Supplied entries:

======

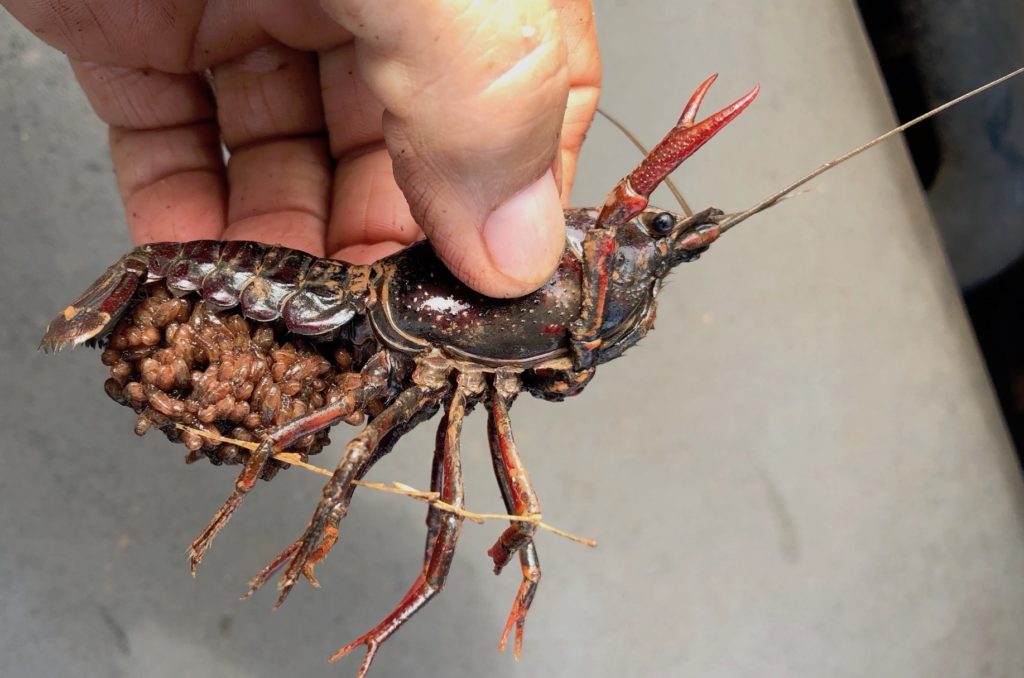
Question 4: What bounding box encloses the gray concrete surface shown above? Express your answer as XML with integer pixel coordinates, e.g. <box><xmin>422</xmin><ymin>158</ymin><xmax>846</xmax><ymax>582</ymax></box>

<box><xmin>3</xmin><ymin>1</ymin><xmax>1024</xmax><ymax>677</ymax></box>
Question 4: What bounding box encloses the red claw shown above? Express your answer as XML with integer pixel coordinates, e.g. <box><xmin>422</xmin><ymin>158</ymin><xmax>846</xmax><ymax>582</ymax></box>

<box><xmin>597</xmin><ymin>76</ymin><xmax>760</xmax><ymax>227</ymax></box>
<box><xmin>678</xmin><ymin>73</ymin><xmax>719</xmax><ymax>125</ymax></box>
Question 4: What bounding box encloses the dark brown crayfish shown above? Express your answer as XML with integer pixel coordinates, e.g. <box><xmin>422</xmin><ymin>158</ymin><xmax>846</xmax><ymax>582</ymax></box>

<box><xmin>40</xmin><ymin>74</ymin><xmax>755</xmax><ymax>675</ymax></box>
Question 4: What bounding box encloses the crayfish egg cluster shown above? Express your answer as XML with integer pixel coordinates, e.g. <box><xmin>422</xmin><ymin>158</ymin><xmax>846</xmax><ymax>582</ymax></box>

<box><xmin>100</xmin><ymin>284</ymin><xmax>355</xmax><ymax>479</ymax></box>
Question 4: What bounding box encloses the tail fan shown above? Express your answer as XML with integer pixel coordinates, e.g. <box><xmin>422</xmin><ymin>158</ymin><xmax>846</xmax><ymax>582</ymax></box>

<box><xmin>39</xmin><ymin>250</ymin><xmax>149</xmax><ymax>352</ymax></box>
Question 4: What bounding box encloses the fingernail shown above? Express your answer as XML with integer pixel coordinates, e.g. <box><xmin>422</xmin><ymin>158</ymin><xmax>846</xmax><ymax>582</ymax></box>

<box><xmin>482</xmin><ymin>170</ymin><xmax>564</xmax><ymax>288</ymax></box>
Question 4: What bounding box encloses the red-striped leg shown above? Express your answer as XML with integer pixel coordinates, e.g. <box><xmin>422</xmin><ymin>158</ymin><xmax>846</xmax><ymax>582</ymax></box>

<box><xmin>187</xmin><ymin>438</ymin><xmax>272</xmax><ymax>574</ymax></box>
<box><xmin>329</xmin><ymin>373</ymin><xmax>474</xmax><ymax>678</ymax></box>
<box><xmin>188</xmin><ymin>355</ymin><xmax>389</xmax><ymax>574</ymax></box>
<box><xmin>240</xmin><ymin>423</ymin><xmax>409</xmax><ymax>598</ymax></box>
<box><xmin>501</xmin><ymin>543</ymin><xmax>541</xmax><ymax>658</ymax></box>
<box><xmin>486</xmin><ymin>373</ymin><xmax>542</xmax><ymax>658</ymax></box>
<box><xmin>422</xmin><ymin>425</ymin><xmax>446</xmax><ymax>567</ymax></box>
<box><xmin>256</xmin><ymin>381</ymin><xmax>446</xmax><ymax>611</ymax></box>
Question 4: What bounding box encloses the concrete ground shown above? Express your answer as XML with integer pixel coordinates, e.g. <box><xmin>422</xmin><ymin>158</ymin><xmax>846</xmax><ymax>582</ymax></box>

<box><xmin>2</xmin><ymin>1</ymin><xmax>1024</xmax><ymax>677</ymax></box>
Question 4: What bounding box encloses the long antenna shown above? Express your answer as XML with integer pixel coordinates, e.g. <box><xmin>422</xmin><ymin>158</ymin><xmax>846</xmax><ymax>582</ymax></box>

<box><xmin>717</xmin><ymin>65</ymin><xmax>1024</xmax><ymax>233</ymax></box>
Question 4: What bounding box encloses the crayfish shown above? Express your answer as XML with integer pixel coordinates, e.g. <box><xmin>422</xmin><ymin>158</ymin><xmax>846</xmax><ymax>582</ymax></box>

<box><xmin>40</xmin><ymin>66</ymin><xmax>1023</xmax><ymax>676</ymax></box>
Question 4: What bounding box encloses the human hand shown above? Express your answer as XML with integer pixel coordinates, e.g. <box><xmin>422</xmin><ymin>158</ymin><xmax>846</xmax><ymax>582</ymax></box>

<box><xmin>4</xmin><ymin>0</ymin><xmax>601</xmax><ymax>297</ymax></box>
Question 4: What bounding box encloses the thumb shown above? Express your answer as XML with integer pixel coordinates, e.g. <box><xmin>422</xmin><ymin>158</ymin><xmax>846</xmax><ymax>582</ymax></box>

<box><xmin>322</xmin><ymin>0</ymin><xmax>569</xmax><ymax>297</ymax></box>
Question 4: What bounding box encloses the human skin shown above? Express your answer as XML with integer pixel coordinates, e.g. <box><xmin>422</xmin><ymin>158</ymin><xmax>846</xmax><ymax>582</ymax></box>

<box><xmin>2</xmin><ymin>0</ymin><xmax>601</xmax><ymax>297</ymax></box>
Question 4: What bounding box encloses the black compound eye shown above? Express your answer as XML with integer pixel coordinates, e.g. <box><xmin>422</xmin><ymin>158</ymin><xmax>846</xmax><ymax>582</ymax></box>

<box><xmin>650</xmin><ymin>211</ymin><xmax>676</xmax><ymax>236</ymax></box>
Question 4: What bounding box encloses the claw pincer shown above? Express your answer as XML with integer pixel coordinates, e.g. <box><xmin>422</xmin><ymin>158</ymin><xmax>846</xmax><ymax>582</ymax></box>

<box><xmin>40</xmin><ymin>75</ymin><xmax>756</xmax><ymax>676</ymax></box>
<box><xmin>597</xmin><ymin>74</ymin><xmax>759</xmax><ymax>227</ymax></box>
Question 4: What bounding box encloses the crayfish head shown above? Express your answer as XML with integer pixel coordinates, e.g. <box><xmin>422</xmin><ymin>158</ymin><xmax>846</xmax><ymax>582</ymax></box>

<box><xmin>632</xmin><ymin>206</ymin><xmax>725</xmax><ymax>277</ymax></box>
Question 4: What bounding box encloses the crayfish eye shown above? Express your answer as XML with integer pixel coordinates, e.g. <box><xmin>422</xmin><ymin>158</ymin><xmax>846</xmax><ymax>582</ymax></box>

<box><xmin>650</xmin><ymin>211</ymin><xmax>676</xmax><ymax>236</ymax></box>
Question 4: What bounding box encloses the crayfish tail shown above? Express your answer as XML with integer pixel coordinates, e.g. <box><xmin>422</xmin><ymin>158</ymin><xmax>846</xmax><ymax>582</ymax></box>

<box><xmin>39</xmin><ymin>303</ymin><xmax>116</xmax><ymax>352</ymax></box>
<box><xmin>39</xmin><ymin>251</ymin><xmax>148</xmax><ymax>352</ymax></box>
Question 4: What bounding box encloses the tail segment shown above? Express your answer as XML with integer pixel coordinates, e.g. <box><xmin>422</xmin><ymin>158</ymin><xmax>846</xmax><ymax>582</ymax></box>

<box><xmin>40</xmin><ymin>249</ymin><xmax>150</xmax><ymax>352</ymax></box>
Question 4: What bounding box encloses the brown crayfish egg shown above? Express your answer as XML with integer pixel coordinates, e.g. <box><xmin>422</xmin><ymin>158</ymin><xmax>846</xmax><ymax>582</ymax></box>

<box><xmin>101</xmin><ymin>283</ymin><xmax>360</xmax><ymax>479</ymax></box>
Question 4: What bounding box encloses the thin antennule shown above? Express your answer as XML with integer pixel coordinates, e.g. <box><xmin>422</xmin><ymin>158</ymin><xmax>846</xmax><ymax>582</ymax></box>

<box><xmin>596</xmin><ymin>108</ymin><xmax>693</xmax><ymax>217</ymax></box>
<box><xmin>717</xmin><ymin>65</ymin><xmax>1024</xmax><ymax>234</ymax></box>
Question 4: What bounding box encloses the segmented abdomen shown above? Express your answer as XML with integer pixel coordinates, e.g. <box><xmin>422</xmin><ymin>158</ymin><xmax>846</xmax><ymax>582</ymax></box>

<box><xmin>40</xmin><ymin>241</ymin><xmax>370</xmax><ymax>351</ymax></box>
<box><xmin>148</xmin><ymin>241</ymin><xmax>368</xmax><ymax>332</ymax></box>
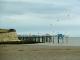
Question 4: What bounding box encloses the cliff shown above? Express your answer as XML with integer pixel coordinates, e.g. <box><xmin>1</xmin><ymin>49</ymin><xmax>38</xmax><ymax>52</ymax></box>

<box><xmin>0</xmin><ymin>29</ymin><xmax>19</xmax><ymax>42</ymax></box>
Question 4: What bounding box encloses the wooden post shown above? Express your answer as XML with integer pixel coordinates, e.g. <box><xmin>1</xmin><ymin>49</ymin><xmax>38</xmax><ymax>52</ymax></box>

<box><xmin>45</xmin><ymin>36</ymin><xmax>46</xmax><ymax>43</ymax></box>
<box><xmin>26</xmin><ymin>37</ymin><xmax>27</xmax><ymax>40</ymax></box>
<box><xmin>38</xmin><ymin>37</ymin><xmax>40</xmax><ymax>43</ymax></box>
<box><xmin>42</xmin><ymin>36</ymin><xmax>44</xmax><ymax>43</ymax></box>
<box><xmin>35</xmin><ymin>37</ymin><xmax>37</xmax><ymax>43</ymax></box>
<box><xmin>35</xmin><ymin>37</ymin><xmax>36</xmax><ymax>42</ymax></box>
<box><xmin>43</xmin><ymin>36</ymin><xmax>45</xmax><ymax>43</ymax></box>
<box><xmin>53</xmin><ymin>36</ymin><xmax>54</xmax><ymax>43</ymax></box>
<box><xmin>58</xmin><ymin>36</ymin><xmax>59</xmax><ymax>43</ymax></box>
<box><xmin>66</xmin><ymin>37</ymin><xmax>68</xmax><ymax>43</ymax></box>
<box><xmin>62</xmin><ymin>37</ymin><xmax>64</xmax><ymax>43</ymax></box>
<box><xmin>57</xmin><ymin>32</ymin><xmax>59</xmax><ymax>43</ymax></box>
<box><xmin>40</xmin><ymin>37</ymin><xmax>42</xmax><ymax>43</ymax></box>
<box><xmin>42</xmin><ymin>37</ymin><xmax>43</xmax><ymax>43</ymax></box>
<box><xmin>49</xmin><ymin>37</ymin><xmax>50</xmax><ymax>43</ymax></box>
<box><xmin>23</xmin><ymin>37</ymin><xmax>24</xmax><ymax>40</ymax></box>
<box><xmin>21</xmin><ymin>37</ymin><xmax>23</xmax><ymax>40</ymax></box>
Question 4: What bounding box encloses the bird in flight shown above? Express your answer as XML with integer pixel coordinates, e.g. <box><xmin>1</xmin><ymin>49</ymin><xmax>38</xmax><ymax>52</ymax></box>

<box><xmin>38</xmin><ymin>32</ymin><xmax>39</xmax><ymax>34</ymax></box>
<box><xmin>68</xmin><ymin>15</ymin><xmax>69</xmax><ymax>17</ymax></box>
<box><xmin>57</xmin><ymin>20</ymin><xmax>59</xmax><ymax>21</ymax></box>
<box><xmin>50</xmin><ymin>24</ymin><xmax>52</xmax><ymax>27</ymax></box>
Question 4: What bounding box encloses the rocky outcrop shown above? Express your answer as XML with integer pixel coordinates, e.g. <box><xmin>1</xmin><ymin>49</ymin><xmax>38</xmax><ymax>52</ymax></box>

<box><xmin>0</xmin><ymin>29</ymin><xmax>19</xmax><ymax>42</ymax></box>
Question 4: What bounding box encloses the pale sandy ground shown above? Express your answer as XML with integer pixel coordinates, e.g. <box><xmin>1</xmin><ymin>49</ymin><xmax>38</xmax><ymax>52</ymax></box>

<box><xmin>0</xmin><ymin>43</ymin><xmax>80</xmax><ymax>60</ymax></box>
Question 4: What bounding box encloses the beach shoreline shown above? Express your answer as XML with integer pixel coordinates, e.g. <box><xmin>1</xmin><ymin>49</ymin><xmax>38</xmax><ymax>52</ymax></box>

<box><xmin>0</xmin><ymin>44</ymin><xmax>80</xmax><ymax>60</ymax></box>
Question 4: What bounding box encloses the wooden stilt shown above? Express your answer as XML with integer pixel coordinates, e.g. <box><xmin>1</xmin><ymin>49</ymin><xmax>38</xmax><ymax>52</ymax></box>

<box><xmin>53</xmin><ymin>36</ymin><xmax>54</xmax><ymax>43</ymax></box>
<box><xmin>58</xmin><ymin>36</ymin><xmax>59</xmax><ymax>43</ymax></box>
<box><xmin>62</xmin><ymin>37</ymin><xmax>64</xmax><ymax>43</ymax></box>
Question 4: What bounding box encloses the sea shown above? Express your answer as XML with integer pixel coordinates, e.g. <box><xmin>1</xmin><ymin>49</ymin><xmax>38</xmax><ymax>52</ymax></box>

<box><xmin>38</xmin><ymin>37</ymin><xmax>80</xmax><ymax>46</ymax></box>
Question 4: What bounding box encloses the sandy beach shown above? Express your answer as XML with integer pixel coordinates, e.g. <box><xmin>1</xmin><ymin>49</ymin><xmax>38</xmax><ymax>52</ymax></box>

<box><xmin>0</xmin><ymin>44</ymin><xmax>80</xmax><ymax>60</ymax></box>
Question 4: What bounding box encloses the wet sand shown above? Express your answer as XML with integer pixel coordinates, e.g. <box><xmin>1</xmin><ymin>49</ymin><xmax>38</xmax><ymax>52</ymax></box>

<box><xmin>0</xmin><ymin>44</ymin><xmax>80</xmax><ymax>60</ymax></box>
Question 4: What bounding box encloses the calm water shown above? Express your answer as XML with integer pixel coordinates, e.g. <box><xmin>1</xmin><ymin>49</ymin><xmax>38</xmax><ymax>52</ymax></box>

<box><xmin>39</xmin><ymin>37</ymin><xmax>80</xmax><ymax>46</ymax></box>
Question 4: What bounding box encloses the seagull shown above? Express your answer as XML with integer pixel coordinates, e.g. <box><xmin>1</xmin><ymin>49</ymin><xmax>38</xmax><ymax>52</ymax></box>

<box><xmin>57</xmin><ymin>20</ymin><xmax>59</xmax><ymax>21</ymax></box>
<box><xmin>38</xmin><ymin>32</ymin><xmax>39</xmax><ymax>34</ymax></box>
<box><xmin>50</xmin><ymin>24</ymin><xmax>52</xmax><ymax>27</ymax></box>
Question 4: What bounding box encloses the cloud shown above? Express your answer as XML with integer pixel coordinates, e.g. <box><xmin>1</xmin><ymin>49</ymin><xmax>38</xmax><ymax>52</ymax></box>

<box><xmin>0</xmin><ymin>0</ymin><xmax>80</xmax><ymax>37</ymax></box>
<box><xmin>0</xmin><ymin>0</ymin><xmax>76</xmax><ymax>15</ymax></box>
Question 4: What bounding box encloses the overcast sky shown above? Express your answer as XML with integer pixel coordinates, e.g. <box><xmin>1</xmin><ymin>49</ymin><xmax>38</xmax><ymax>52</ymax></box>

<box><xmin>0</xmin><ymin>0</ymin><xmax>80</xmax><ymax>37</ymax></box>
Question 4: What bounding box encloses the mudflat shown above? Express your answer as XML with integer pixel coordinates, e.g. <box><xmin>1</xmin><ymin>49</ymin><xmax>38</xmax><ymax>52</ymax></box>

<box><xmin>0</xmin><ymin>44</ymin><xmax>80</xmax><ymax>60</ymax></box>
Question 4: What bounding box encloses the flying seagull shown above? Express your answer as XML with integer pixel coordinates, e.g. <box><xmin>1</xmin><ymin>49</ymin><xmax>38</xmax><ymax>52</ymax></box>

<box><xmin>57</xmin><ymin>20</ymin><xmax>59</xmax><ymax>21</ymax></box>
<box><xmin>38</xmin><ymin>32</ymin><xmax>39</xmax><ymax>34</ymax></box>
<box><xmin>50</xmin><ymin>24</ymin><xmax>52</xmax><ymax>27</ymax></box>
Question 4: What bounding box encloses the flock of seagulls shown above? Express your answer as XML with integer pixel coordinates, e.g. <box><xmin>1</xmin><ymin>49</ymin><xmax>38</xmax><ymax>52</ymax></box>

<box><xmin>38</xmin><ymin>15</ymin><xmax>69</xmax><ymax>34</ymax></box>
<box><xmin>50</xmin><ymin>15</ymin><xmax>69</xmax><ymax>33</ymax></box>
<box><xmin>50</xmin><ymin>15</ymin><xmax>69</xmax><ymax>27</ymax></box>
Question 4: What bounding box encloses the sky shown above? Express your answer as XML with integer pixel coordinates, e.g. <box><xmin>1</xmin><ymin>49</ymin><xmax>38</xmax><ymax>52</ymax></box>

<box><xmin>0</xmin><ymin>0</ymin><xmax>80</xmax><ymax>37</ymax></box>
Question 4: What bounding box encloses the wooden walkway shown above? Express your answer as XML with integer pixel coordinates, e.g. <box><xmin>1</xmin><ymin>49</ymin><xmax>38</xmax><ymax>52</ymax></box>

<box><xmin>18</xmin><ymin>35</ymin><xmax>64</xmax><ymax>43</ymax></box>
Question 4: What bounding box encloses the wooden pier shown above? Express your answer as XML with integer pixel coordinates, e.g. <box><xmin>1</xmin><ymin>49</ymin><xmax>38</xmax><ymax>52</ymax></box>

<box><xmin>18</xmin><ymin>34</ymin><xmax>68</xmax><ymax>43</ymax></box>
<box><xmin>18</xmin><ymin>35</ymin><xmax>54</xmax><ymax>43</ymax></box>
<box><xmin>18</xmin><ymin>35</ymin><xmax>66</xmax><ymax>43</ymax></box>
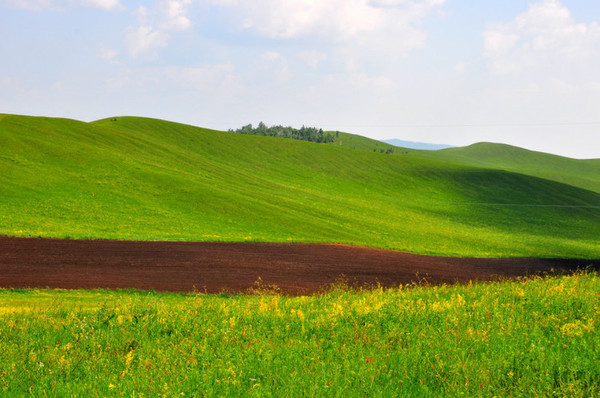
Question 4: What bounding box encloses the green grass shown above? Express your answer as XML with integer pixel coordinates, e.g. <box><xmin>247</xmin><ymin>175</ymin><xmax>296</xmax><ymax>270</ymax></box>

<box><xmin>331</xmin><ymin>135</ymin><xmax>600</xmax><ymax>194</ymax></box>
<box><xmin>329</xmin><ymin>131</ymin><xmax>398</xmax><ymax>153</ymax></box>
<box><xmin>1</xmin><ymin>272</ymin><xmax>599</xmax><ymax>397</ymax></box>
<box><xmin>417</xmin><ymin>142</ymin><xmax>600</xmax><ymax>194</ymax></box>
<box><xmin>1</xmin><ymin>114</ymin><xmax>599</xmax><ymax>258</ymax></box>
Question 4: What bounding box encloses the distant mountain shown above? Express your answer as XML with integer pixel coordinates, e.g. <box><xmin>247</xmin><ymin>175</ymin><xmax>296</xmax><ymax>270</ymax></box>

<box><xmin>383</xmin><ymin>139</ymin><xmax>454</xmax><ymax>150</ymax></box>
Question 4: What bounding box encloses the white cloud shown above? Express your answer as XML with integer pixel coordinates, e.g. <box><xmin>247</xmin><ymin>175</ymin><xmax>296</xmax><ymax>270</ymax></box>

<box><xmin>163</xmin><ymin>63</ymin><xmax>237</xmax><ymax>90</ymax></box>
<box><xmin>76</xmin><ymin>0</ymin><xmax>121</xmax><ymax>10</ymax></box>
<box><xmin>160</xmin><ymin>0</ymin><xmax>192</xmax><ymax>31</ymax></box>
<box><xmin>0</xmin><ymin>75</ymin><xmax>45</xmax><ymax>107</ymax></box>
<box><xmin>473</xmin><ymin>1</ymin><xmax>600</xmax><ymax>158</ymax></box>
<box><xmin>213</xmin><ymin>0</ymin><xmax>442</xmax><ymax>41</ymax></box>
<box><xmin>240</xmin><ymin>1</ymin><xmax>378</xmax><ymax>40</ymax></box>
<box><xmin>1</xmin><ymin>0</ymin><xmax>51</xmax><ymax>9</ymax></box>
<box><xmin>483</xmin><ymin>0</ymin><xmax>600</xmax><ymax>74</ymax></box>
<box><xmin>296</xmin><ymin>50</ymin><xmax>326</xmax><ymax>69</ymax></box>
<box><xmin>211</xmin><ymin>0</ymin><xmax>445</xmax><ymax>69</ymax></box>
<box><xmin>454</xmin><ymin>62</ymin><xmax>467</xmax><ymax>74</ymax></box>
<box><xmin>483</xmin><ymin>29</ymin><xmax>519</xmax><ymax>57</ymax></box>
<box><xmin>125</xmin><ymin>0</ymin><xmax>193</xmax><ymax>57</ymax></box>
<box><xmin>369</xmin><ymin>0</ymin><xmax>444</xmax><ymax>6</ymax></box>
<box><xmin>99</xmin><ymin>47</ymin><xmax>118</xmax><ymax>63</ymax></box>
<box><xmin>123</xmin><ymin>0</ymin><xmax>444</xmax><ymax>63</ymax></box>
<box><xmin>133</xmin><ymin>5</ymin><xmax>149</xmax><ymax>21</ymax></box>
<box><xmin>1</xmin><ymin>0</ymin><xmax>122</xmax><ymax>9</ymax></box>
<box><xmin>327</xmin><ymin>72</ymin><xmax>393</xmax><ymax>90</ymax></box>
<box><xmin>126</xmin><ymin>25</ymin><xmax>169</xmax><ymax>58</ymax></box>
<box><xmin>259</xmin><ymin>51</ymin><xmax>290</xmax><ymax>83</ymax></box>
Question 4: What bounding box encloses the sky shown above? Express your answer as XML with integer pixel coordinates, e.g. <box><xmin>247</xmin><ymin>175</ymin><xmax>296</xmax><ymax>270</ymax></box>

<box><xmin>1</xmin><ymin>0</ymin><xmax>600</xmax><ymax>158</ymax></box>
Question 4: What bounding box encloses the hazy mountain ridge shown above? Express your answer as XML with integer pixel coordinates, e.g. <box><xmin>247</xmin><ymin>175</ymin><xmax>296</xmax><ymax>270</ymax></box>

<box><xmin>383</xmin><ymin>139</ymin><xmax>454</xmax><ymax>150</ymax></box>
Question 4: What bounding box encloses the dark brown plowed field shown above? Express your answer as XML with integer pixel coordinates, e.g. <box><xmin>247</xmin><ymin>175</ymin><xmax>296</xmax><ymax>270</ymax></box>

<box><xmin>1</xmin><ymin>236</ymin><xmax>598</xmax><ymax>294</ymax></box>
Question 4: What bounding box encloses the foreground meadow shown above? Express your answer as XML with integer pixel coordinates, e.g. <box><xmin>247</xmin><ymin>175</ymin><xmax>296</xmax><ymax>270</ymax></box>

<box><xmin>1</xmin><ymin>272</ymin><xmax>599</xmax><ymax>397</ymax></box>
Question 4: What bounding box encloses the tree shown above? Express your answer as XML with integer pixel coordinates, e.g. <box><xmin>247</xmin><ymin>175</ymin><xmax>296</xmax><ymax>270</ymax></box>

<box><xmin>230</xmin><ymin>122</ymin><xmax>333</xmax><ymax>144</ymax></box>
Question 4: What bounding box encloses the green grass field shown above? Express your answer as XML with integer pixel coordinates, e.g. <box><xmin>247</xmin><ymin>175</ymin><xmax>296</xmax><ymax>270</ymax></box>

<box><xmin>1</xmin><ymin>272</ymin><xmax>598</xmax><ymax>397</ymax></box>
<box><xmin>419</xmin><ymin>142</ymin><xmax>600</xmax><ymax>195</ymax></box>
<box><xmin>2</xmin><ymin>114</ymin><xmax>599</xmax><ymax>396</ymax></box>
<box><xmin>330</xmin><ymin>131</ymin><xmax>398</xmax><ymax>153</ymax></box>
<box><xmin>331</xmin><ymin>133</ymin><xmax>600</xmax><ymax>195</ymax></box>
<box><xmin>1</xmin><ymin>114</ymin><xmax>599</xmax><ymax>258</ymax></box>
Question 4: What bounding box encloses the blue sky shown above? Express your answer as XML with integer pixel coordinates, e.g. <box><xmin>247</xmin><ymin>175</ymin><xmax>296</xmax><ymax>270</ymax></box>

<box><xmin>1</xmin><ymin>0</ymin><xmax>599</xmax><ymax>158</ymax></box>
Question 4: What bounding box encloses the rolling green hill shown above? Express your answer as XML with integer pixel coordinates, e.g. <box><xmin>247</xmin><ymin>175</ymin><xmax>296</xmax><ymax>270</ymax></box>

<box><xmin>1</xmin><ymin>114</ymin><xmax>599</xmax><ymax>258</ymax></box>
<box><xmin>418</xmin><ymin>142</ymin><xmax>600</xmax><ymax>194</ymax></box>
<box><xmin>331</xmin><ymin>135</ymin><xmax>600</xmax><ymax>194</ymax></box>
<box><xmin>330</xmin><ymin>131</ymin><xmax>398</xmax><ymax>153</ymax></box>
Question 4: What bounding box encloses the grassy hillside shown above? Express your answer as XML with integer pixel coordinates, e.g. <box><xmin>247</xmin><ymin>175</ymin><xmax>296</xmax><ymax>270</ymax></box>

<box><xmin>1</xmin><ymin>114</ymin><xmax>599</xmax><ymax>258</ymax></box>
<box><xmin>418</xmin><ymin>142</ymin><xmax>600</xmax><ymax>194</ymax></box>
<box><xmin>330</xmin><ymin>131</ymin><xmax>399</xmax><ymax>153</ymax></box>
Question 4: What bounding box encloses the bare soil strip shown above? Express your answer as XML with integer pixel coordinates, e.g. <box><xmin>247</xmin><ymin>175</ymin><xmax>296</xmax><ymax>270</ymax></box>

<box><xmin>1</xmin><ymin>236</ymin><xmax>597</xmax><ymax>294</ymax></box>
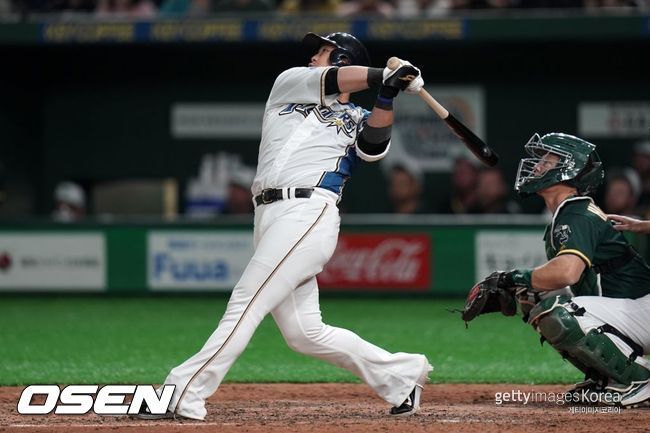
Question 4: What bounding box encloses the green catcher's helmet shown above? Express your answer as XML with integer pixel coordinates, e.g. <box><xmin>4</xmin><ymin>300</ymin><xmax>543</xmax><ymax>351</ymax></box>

======

Requirement: In the records above, find the line containing "Question 4: What bounding box encloses the bare" and restate it and every line after it word for word, all pictures excluded.

Solution for this task:
Question 4: What bounding box encloses the bare soil strip shown above? Express your answer as XML with integer pixel coordinates, e.g. <box><xmin>247</xmin><ymin>175</ymin><xmax>296</xmax><ymax>270</ymax></box>

<box><xmin>1</xmin><ymin>236</ymin><xmax>597</xmax><ymax>294</ymax></box>
Question 4: What bounding box encloses the green catcher's helmet shown above? Express your answer as XML with integer pixel coordinates, e.g. <box><xmin>4</xmin><ymin>300</ymin><xmax>543</xmax><ymax>351</ymax></box>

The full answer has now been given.